Page extract -
↓

The Union Trade / Elephone / One Becomes One Hundred
Bottom of the Hill | San Francisco, CA | August 27, 2008
On an unsuspecting Wednesday night, Bottom of the Hill and Tricycle Records presented an epic show with three amazing San Francisco-based bands: One Becomes One Hundred, Elephone and The Union Trade. It was an especially important night for the former and the latter, as they released new albums to the welcoming public.
One Becomes One Hundred opened the night with their own brand of frenetically driving rock, unleashing tracks from their debut, They do if you know. Lead singer John McCoy sang eyes-closed with an anxious grit and drone in his voice, creating a consistent layer of 16th notes with his SG. Smooth bass slides filled the lower frequencies as steady drums guided them forward. A soaring, reverberated Les Paul saturated their sound and added a grandiose quality to the mix.
The crowd thickened when Elephone, the second band of the night, arrived on the scene. With explosive charisma and casual sex appeal, the five-piece exuded energy with an ease even more established bands would envy. The most notable characteristic of their performance was the impressive vocal interplay between keyboardist Sierra Frost and guitarist Ryan Lambert. Vocal parts jumped between the two, ultimately coming together in pitch-perfect harmony. While Lambert offered a low grit and strength, Frost exhibited lighter characteristics with a hint of punk angst. The chemistry was exceptional as bassist Dan Settle moved about the stage, playing on keys and banging drumsticks on the floor. Their grand finale was filled with controlled chaos, an energetic end to a great set. Said Frost, “If you like it, you should buy the CD. It’s just like that, but better.” It was already pretty damn good.

↑

Activity - Proceed with the concert review of One Becomes One Hundred, Elephone and The Union Trade, picking up after its last sentence.

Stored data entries
↓

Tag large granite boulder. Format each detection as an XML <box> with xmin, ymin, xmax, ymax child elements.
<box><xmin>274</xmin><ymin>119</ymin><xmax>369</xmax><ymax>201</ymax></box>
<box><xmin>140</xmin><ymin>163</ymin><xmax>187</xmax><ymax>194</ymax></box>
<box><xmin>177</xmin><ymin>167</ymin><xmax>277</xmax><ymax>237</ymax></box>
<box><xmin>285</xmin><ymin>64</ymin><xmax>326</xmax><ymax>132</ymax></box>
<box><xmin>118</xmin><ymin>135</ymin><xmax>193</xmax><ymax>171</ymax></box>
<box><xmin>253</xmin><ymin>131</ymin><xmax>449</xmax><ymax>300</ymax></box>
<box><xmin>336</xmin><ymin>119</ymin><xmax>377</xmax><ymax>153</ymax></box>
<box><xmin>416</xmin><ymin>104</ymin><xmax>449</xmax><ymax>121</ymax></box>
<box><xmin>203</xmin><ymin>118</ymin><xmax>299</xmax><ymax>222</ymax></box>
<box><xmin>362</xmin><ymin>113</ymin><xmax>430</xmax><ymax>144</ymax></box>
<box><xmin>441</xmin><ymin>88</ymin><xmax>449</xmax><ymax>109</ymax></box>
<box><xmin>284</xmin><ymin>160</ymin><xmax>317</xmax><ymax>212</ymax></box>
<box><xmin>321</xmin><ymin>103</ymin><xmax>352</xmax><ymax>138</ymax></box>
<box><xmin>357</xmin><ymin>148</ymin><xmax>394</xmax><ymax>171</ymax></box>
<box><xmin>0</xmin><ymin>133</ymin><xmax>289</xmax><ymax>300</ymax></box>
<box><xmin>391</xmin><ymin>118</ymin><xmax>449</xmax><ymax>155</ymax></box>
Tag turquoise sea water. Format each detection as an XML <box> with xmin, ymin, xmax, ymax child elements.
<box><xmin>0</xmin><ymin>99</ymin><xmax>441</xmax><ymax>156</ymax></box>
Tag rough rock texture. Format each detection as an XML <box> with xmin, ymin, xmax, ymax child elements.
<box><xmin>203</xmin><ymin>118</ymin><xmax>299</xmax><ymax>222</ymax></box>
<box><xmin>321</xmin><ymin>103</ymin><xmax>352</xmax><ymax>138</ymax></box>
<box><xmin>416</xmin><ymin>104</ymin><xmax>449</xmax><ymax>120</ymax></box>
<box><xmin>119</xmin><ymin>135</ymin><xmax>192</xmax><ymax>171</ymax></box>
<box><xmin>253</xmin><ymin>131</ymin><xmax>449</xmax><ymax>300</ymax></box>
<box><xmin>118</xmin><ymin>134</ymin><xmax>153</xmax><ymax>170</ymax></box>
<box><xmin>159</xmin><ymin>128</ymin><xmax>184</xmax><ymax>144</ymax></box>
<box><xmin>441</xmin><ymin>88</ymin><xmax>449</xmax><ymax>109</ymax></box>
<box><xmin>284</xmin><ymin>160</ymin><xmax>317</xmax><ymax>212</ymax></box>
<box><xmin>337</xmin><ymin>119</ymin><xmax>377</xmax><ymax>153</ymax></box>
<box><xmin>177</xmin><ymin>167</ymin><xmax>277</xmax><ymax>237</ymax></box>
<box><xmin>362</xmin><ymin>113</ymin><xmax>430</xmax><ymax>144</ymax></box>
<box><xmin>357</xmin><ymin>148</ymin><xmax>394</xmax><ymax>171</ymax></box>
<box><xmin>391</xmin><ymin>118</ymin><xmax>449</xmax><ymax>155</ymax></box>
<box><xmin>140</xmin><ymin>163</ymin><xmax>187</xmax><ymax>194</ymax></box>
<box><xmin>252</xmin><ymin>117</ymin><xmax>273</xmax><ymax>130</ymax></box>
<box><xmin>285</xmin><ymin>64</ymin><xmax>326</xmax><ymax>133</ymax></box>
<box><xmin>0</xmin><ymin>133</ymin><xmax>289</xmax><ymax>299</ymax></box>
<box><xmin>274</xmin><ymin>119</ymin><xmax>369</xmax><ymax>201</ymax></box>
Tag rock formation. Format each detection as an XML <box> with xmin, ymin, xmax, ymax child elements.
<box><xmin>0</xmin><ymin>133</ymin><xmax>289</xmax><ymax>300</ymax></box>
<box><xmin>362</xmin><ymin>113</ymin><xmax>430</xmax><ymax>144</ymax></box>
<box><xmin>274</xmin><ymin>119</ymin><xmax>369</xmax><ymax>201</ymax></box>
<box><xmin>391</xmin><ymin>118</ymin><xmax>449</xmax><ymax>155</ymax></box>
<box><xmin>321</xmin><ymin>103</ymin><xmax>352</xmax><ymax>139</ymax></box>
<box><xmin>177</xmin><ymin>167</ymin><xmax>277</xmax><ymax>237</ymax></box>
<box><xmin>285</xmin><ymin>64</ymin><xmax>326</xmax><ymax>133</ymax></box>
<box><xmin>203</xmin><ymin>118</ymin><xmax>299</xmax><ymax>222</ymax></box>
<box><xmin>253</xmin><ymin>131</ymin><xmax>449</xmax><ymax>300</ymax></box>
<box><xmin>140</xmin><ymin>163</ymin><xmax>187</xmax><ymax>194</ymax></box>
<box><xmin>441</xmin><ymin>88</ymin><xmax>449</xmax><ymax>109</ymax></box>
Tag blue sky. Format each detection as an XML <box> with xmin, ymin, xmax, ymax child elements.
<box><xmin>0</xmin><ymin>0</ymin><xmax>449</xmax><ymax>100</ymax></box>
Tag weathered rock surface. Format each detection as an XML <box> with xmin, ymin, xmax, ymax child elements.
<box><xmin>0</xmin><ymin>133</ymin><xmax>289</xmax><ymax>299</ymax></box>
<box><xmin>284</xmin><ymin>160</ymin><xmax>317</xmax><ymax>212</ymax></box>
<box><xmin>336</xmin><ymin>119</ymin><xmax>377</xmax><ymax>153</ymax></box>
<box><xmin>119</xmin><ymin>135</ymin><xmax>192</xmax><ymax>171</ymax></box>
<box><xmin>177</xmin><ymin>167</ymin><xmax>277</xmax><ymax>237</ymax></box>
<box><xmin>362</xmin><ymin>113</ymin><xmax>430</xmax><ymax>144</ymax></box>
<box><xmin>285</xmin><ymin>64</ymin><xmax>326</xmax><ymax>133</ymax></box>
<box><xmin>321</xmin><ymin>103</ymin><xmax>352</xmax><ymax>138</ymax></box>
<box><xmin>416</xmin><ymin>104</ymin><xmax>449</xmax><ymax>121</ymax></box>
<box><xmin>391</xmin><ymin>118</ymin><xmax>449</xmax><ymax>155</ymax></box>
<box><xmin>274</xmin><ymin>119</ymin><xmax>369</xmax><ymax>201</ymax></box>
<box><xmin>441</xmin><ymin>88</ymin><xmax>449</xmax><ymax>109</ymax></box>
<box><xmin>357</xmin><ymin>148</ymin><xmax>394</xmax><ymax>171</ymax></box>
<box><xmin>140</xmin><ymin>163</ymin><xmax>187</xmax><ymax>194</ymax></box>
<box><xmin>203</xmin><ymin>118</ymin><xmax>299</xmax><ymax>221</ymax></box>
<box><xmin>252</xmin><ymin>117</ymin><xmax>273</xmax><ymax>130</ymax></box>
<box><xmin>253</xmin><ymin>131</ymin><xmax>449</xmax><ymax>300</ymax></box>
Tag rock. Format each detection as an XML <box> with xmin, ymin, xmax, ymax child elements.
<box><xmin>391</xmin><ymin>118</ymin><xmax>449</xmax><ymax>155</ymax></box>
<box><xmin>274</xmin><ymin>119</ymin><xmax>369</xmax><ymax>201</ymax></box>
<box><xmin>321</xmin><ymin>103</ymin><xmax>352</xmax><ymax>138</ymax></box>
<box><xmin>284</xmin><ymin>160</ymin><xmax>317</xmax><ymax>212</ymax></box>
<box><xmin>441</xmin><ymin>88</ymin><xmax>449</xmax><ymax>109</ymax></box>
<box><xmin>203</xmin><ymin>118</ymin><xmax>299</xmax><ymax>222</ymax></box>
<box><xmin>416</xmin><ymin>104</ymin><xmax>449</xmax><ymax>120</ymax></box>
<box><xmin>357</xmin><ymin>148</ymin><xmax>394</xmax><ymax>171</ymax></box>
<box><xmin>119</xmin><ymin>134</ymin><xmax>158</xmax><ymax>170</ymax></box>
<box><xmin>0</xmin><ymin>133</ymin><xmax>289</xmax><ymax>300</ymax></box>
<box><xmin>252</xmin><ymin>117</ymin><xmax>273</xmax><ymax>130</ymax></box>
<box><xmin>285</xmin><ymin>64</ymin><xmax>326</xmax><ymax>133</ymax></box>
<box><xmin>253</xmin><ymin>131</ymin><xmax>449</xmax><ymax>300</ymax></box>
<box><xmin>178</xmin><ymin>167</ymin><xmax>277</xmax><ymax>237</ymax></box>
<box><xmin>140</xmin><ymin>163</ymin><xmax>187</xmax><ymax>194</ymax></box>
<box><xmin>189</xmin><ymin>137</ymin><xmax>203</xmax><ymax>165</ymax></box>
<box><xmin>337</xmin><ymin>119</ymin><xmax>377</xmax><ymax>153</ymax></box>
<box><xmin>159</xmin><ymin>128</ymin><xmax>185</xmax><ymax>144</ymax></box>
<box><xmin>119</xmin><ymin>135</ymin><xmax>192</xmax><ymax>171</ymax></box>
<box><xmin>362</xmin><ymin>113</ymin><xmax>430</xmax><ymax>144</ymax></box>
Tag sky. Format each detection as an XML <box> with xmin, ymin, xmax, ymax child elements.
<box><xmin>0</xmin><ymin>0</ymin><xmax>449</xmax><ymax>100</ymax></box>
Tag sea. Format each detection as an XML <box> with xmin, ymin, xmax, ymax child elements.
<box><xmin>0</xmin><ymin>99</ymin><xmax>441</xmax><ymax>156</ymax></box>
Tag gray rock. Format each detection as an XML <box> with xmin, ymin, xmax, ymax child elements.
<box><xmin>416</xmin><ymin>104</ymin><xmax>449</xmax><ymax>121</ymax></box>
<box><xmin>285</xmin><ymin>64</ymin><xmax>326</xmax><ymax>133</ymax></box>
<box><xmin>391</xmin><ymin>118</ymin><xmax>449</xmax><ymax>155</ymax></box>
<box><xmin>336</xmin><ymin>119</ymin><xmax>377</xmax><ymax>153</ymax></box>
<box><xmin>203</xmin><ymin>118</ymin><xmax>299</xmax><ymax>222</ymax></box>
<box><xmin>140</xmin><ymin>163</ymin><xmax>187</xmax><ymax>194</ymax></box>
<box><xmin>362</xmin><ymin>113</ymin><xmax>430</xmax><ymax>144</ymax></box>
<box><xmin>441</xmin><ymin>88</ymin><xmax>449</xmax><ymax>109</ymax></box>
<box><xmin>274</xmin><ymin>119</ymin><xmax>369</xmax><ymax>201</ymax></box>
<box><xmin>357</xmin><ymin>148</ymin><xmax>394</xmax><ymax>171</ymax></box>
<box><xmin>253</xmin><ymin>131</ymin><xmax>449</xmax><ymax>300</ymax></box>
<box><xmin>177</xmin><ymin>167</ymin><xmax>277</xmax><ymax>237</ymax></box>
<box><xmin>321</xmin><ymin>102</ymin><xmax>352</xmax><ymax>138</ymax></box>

↑

Response below -
The night concluded with The Union Trade presenting a headlining set that grew from a four-piece to a six-piece with the inclusion of additional vocals and keyboards. A nice contrast to Elephone’s upbeat rock, The Union Trade successfully recreated the emotive post-rock exhibited on their new Tricycle Records release, Everyday Including. Their heavy-hitting somber sound filled the room as they swayed listlessly in place. A projected light cast colors and images onto the band and its backdrop, giving the performance an ambient glow. Setting scenery exemplified the visuals already established by The Union Trade’s controlled use of feedback, and an E-bow draped a hauntingly sustaining wail over the jagged vocals and pulsating rhythms set by the band’s aggressive drummer and bassist. The conclusion was calmer, featuring a chiming quality illuminated by changing lights lit like fire.
If there’s one thing Tricycle Records is known for, it’s creating a strong show with bands that act less as a convenient collective but more as a family. Each band tonight displayed a genuine graciousness for the venue, the crowd and each other, and the audience reciprocated in kind.